## begin SOURCE RECORDS

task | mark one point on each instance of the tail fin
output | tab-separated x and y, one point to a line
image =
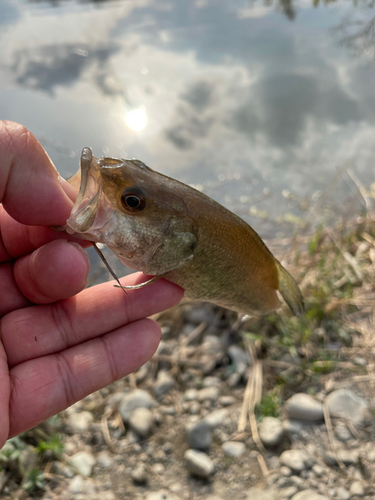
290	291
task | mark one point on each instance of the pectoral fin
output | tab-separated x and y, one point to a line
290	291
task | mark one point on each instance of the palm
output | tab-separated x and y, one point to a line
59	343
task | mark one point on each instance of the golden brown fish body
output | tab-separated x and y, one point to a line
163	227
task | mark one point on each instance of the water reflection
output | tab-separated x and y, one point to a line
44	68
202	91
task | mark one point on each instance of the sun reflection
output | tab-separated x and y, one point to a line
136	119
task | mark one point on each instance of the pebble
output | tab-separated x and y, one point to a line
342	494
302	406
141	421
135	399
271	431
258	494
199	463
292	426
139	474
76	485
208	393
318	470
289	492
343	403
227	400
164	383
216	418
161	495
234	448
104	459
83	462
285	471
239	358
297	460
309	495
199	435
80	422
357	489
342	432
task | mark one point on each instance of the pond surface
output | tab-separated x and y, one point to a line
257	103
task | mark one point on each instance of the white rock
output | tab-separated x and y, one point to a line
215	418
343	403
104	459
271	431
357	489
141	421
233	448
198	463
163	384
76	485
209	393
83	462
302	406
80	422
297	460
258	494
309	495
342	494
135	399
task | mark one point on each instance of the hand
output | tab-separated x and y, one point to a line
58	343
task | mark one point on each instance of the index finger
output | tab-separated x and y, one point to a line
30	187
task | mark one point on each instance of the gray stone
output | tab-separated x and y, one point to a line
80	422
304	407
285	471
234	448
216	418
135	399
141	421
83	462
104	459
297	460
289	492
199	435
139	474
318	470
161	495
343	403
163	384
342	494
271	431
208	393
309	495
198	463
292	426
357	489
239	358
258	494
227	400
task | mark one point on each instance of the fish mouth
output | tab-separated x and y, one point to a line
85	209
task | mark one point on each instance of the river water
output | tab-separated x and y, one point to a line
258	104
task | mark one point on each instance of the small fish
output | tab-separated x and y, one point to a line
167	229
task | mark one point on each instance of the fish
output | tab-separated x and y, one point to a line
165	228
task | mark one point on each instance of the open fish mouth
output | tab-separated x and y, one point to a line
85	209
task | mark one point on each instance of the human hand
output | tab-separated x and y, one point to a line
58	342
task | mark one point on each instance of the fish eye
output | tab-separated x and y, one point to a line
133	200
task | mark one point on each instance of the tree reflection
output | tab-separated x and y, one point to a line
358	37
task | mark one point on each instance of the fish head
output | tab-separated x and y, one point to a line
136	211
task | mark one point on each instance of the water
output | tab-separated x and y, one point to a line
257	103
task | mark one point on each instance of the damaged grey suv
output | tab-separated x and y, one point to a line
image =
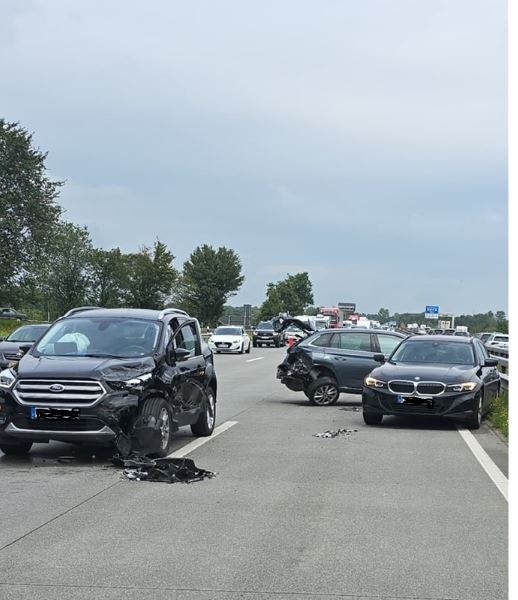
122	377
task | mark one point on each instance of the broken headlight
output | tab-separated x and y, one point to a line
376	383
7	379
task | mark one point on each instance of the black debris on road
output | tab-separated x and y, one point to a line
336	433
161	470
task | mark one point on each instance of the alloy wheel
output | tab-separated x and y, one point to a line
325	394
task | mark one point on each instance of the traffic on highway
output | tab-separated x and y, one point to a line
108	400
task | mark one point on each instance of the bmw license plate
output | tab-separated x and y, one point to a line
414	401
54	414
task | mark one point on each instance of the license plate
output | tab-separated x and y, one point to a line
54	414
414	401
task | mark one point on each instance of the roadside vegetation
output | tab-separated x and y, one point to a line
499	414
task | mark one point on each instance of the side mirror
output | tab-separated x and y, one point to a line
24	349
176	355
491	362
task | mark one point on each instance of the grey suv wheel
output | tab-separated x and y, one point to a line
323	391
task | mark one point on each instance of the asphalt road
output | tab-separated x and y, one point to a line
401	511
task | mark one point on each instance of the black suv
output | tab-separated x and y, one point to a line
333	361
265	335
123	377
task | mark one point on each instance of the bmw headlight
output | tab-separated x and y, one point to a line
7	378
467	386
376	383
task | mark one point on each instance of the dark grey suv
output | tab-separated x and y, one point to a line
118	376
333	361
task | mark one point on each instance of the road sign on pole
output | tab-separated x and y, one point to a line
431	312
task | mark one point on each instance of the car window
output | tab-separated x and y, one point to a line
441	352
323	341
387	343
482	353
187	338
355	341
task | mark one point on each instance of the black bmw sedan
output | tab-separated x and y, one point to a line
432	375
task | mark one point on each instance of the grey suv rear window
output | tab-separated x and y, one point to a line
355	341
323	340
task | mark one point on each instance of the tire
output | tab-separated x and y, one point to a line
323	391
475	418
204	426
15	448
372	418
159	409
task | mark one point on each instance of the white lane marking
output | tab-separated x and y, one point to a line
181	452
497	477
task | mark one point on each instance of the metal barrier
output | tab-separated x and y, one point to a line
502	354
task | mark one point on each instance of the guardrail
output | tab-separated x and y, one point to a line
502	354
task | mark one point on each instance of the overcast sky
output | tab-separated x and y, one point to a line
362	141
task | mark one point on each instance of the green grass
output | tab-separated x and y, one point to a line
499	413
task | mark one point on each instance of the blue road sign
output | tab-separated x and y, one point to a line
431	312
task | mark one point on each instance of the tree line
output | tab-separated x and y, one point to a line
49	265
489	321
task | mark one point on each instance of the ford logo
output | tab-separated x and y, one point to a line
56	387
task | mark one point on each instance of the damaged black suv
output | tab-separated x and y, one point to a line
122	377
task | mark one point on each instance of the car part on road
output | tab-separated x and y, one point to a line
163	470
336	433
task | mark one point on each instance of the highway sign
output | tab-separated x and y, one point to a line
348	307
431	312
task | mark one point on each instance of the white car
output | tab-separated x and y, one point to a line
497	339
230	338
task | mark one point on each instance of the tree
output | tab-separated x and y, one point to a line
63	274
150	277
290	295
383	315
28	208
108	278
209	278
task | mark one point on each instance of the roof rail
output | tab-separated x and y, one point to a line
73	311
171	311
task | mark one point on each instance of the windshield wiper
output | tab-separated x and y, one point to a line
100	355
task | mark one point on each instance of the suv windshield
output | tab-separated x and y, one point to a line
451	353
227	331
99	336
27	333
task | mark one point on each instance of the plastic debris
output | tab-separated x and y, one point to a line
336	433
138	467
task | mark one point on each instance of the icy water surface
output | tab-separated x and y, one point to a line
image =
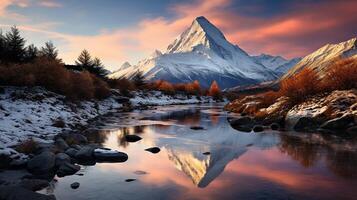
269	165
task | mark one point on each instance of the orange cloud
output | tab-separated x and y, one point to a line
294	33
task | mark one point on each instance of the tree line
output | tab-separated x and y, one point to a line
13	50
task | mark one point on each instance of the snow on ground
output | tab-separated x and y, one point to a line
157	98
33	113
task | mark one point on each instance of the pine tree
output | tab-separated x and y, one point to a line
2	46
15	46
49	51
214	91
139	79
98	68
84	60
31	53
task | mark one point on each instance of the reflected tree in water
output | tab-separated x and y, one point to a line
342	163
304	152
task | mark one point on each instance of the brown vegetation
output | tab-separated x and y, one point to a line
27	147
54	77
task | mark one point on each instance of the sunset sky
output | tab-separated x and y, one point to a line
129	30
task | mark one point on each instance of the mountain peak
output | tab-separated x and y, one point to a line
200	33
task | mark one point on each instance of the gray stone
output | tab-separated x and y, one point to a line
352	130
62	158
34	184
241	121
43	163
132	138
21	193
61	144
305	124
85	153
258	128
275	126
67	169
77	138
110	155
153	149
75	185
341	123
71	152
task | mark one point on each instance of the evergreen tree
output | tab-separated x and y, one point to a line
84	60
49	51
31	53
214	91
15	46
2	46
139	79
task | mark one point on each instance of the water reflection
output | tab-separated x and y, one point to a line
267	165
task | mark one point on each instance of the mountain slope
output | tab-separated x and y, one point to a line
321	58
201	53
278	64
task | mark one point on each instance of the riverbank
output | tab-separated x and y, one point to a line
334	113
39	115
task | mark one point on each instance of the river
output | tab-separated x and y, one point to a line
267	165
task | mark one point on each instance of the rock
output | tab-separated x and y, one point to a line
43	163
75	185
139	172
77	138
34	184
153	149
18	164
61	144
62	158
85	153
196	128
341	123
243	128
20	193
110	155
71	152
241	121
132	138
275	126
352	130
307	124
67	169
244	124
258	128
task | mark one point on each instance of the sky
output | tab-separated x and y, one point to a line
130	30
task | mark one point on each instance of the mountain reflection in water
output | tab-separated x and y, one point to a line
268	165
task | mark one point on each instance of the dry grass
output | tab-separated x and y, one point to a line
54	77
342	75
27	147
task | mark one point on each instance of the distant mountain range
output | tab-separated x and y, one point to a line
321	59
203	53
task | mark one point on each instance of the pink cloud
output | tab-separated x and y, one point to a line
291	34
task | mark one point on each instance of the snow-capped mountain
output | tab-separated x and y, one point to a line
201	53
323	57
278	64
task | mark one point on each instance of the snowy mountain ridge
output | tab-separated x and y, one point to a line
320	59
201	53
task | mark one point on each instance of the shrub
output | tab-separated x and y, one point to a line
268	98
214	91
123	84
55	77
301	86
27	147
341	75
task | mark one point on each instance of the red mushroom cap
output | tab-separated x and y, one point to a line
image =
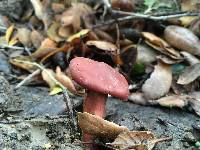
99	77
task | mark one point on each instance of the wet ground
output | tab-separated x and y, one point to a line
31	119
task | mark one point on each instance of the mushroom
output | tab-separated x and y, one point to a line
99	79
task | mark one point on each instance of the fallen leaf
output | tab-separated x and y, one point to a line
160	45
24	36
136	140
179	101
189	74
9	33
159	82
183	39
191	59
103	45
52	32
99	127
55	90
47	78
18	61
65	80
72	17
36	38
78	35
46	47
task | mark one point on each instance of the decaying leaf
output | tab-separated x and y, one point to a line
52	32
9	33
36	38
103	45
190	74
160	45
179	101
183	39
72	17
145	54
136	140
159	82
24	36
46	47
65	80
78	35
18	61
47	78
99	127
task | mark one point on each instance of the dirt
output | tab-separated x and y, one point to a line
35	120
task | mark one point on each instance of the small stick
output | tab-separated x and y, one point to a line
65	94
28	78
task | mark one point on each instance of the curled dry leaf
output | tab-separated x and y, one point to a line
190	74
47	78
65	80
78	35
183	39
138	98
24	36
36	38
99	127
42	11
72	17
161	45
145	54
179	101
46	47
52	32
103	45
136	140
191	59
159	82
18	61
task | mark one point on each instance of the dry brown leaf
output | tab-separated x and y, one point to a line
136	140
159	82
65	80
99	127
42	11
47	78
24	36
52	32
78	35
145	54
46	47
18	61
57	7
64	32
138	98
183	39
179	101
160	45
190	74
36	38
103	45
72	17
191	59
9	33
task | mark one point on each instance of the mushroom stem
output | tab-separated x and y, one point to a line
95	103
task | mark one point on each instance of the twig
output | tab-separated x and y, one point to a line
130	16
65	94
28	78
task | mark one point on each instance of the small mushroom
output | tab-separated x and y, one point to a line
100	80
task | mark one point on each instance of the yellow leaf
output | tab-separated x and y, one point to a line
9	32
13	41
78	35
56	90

## end SOURCE RECORDS

* [WHAT YOU HAVE TO DO]
Transcribe the data without any changes, from the line that contains "the mushroom stem" through the end of the data, including both of those end lines.

* [EXPECTED OUTPUT]
task | mark one point on each instance of the mushroom stem
output | tab-separated x and y, one point to a line
95	103
task | mark one point on each instance of the twig
output | tab-separated x and y, one point to a line
130	16
65	94
28	78
task | mark one point on each instance of the small mushroom
output | tab-separated x and y, one point to a line
100	80
task | mark one point on each instance of the yellow leaf
output | tab-separated x and y, one point to a line
9	32
13	41
78	35
56	90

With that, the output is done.